PROBLEM TO WORK ON —
Starting at the line that contains "Expected: one point per instance of the forest" and ending at the last line of the records, rewrite every line, requests included, with each point coordinate in the answers multiplied by 1.8 and rounded to a whole number (halves round up). Leave the requests and their format descriptions unchanged, and give only these lines.

═══

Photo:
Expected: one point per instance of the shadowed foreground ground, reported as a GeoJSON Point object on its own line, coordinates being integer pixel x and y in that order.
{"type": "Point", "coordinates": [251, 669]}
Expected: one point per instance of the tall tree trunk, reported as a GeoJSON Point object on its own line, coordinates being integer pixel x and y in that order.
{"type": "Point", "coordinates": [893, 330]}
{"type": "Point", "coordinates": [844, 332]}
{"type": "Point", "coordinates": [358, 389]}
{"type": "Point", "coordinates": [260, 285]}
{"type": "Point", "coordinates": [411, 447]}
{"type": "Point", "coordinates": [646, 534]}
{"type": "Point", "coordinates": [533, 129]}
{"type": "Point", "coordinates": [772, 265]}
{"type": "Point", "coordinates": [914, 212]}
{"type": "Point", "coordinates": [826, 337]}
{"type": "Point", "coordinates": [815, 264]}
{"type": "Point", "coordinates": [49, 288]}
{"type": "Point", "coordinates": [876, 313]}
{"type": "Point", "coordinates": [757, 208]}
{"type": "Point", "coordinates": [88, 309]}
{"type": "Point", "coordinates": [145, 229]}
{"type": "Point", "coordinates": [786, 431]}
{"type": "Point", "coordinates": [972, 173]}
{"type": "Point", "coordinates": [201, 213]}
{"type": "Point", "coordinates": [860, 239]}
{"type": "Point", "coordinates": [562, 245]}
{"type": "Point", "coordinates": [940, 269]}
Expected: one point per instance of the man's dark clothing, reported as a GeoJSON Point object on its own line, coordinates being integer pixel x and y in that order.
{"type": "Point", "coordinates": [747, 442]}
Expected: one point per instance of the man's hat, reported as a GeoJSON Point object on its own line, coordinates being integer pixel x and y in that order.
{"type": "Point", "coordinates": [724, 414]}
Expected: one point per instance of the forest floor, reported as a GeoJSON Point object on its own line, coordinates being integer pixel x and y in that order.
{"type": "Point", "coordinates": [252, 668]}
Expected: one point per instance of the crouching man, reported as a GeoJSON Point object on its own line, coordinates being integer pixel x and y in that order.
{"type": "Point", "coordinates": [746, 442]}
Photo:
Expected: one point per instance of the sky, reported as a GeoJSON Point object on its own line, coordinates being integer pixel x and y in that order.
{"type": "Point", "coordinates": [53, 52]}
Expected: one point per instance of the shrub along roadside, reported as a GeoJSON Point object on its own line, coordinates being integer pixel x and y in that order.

═══

EXERCISE RESPONSE —
Expected: one point per instance of the forest floor, reported as a GeoJSON Point object on its own line, coordinates being integer pixel x and y in that order.
{"type": "Point", "coordinates": [454, 1202]}
Expected: one point per instance of the crouching man, reported as a GeoJSON Point object on its own line, coordinates being integer pixel x and y in that order.
{"type": "Point", "coordinates": [1343, 796]}
Photo:
Expected: one point per instance of the sky, reported as a GeoJSON Point object on its own line, coordinates being integer pixel x and y in that order.
{"type": "Point", "coordinates": [95, 94]}
Expected: one point per instance of the shrub along roadside, reported as a GeoJSON Point object on its own line, coordinates being integer pixel x and y in that order.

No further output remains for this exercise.